• Textauszug:
........

In der zweiten Handelswoche des neuen Jahres kletterten die Notierungen in Europa erneut stärker, als in den USA und Japan. Der Aktienmarkt wirkt allerdings mehr und mehr überkauft.
Ein Beispiel:
Unter großen Schwankungen konnte Renault die heftigen Kursverluste im Februar 2022 egalisieren. Der Unternehmenswert hat nun wieder das Niveau vor der Abspaltung des Russland-Geschäfts erreicht. Am Freitag sind die Aktienpreise bei diesem Wert gesunken. Es ist unwahrscheinlich, dass die Aktienpreise bis zur Hauptversammlung weiter steigen. Erst dann bekommen die Investoren Klarheit, ob die Preisentwicklung gerechtfertigt ist.
Im April hatte Renault seinen 68%-igen Anteil an Autovaz (Lada) für einen Rubel an die Stadt Moskau veräußert. Der Aktienpreis suggeriert, dass dieser Aderlass inzwischen vollständig von anderen Gesellschaften kompensiert werden konnte. Das ist wenig wahrscheinlich. Auffällig (und erklärungsbedürftig) ist zudem die relative Outperformance der Aktie gegenüber den deutschen Konkurrenten.
Auch die Charttechnik steht weiteren Preissteigerungen entgegen: Die Aktie ist aktuell an gleich zwei Begrenzungen herangelaufen. Zum einen ist das Gap nach dem Einmarsch Russlands in die Ukraine geschlossen, zum anderen ist die obere Trendbegrenzung bereits überschritten.
Analytisch ist der Wert hochinteressant. Hieronymus betrachtet die Aktie als Gradmesser für die Überkauftheit des gesamten europäischen Aktienmarkts.

........

• Datenauszüge:
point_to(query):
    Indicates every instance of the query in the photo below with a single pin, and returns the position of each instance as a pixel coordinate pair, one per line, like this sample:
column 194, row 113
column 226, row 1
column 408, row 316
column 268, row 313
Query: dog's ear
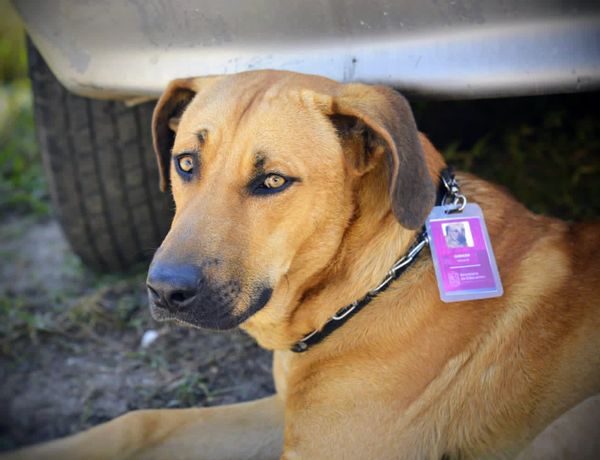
column 165, row 119
column 387, row 124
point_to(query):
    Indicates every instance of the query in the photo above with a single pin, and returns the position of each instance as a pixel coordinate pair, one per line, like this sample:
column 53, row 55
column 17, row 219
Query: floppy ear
column 390, row 124
column 165, row 119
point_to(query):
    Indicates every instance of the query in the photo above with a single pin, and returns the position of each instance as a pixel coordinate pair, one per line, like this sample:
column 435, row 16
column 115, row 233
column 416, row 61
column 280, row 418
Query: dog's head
column 265, row 169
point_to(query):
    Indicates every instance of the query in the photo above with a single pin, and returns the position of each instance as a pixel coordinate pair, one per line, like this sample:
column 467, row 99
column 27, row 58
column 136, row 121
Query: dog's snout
column 172, row 286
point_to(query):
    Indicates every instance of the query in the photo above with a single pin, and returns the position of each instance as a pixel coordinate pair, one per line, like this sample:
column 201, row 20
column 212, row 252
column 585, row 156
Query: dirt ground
column 71, row 353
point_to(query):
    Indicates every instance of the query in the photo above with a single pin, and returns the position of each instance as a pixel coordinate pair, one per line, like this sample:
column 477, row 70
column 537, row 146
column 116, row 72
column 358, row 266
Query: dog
column 294, row 196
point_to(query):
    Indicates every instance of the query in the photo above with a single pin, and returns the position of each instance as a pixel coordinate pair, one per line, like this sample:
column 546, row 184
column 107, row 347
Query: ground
column 70, row 345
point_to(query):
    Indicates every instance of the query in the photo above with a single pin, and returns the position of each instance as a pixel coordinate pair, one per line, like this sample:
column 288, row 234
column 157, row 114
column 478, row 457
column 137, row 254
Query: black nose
column 172, row 286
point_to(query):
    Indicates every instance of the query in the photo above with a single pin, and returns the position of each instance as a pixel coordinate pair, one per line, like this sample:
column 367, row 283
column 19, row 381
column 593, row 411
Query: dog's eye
column 273, row 181
column 185, row 165
column 269, row 184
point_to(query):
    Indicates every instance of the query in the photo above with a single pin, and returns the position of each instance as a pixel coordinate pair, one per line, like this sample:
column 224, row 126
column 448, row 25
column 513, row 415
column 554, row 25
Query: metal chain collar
column 397, row 269
column 450, row 191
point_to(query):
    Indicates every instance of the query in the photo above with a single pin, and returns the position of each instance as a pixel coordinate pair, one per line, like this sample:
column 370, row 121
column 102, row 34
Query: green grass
column 23, row 187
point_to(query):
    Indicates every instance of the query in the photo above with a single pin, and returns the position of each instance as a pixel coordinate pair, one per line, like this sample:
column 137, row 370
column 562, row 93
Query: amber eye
column 274, row 181
column 185, row 163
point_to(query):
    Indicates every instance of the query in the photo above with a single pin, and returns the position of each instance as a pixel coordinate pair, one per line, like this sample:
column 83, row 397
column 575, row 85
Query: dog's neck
column 371, row 245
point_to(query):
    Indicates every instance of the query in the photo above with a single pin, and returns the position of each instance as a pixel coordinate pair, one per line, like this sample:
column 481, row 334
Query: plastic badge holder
column 462, row 254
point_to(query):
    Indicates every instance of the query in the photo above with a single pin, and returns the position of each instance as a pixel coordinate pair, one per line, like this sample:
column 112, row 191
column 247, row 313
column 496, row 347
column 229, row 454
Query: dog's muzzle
column 182, row 292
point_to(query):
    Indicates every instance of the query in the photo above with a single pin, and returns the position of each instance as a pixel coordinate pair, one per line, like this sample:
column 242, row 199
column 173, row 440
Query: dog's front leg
column 252, row 430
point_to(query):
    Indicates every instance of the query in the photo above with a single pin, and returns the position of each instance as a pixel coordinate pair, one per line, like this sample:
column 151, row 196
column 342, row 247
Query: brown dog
column 295, row 195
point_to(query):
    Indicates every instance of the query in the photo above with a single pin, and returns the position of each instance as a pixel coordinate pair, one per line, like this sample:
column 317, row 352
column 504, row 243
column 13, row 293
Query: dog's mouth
column 208, row 311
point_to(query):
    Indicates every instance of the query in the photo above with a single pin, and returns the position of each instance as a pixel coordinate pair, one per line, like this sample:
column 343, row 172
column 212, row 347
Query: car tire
column 102, row 173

........

• Arbeitsauftrag A: Entscheiden Sie für jede der drei Aussagen, ob sie mit dem Textauszug übereinstimmt, und belegen Sie Ihre Antwort mit einem wörtlichen Zitat. (i) Renault hat seinen Anteil an Autovaz im April für einen Rubel an die Stadt Moskau verkauft. (ii) Am Freitag sind die Aktienpreise von Renault gestiegen. (iii) In der zweiten Handelswoche des neuen Jahres stiegen die Notierungen in Europa stärker als in den USA und Japan.
• Arbeitsauftrag B: Schreiben Sie aus dem Textauszug den Abschnitt ab, der mit „Im April hatte“ beginnt und mit „den deutschen Konkurrenten.“ endet.
• Arbeitsauftrag C: Nennen Sie alle Ländernamen, die im Textauszug als Substantiv vorkommen.

• Musterlösung A:
(i) Ja: „Im April hatte Renault seinen 68%-igen Anteil an Autovaz (Lada) für einen Rubel an die Stadt Moskau veräußert.“
(ii) Nein: „Am Freitag sind die Aktienpreise bei diesem Wert gesunken.“
(iii) Ja: „In der zweiten Handelswoche des neuen Jahres kletterten die Notierungen in Europa erneut stärker, als in den USA und Japan.“

• Musterlösung B:
Im April hatte Renault seinen 68%-igen Anteil an Autovaz (Lada) für einen Rubel an die Stadt Moskau veräußert. Der Aktienpreis suggeriert, dass dieser Aderlass inzwischen vollständig von anderen Gesellschaften kompensiert werden konnte. Das ist wenig wahrscheinlich. Auffällig (und erklärungsbedürftig) ist zudem die relative Outperformance der Aktie gegenüber den deutschen Konkurrenten.

• Musterlösung C: USA, Japan, Russland, Ukraine